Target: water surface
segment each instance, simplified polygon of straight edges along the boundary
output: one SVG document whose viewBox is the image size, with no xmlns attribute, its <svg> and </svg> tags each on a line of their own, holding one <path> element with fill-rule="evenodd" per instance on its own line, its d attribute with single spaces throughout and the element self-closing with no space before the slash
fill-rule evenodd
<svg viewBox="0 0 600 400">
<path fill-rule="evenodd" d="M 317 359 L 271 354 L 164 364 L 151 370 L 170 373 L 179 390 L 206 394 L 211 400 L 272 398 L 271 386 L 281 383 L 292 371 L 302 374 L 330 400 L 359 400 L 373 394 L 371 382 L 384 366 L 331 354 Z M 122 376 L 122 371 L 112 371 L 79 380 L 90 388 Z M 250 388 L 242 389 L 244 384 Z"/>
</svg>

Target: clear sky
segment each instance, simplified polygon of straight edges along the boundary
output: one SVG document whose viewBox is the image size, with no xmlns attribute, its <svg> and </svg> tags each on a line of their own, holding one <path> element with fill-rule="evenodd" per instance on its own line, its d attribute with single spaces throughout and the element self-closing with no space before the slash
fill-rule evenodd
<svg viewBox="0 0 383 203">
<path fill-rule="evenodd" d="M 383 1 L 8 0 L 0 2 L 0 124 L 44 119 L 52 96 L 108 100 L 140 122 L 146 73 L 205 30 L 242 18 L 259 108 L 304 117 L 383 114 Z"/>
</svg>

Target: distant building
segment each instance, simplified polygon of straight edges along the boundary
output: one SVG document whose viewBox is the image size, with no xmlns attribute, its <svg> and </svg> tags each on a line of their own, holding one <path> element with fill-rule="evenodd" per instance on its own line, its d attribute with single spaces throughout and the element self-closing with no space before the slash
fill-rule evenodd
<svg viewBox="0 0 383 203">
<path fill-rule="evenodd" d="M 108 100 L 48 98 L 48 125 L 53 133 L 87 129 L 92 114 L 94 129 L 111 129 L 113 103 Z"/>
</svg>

###

**Your goal**
Please recast every line of the entries above as a Markdown table with two columns, Row and Line. Number the rows in order and leave out blank lines.

**Output below**
| Row | Line |
|---|---|
| 1 | Target: water surface |
| 2 | segment each instance, simplified polygon of straight edges along the boundary |
| 3 | output: one SVG document whose viewBox is the image size, with no xmlns attribute, its <svg> and </svg> tags each on a line of their own, holding one <path> element with fill-rule="evenodd" per instance on its own line, its d attribute with single spaces throughout and the element self-closing with no space before the slash |
| 4 | fill-rule evenodd |
| 5 | <svg viewBox="0 0 600 400"> |
| 6 | <path fill-rule="evenodd" d="M 317 359 L 271 354 L 164 364 L 151 370 L 170 373 L 179 390 L 206 394 L 211 400 L 272 398 L 271 386 L 281 383 L 292 371 L 302 374 L 330 400 L 359 400 L 373 394 L 371 382 L 384 366 L 331 354 Z M 122 376 L 122 371 L 112 371 L 79 380 L 90 388 Z M 250 388 L 242 389 L 244 384 Z"/> |
| 7 | </svg> |
| 8 | Target: clear sky |
| 9 | segment each instance, simplified polygon of straight edges along the boundary |
| 10 | output: one SVG document whose viewBox is the image size, with no xmlns attribute, its <svg> and </svg> tags each on a line of their own, holding one <path> element with fill-rule="evenodd" per instance on its own line, its d attribute with single spaces throughout and the element self-closing with no space before the slash |
| 11 | fill-rule evenodd |
| 12 | <svg viewBox="0 0 383 203"> |
| 13 | <path fill-rule="evenodd" d="M 383 1 L 8 0 L 0 2 L 0 124 L 44 119 L 52 96 L 108 100 L 140 122 L 146 73 L 205 30 L 242 18 L 259 108 L 304 117 L 383 114 Z"/> |
| 14 | </svg> |
| 15 | Target: distant building |
| 16 | segment each instance, simplified polygon of straight edges along the boundary |
| 17 | output: one SVG document whose viewBox is the image size, with no xmlns attribute, its <svg> and </svg> tags each on a line of their own, holding one <path> element with fill-rule="evenodd" per instance on its own line, its d attribute with single spaces throughout and the element self-closing with no space before the slash |
| 18 | fill-rule evenodd |
| 19 | <svg viewBox="0 0 383 203"> |
| 20 | <path fill-rule="evenodd" d="M 108 100 L 48 98 L 48 125 L 53 133 L 87 129 L 92 114 L 94 129 L 111 129 L 113 103 Z"/> |
| 21 | </svg> |